_Exercise description_.
In the records below, take the line containing "# the innermost" and reproduce it and every subsequent line exactly, adding nothing.
::::::::
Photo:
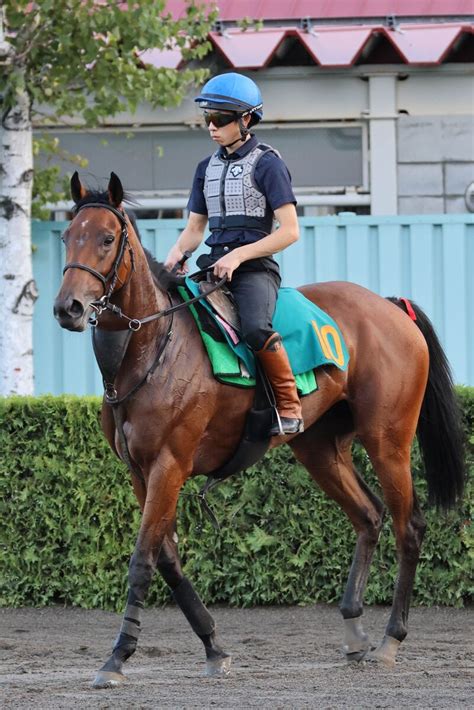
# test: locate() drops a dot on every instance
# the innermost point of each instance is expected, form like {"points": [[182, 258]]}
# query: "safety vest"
{"points": [[232, 198]]}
::::::::
_Solution to this task_.
# the innermost point of each instance is expected, form like {"points": [[182, 258]]}
# query: "safety vest"
{"points": [[232, 198]]}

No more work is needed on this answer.